Point-per-instance localization data:
┄┄┄┄┄┄┄┄┄┄

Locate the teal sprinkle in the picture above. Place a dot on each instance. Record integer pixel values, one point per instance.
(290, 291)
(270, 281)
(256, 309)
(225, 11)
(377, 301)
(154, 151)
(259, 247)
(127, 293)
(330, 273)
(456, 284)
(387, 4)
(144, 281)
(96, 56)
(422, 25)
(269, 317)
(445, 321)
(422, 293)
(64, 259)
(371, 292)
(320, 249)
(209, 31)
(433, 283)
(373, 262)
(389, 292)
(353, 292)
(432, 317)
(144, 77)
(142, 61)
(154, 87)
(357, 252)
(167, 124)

┄┄┄┄┄┄┄┄┄┄

» Exercise description
The answer is every entry, copied word for word.

» Written response
Locate the teal sprinkle in the picture above. Place a dot on each instance. Record integer pixel values, one point per instance.
(290, 291)
(270, 281)
(256, 309)
(225, 11)
(377, 301)
(154, 151)
(259, 247)
(127, 293)
(330, 273)
(456, 284)
(387, 4)
(144, 281)
(96, 56)
(422, 25)
(269, 317)
(445, 321)
(422, 293)
(64, 259)
(371, 292)
(320, 249)
(209, 31)
(433, 283)
(373, 262)
(389, 292)
(353, 292)
(432, 317)
(144, 77)
(142, 61)
(154, 87)
(357, 252)
(167, 124)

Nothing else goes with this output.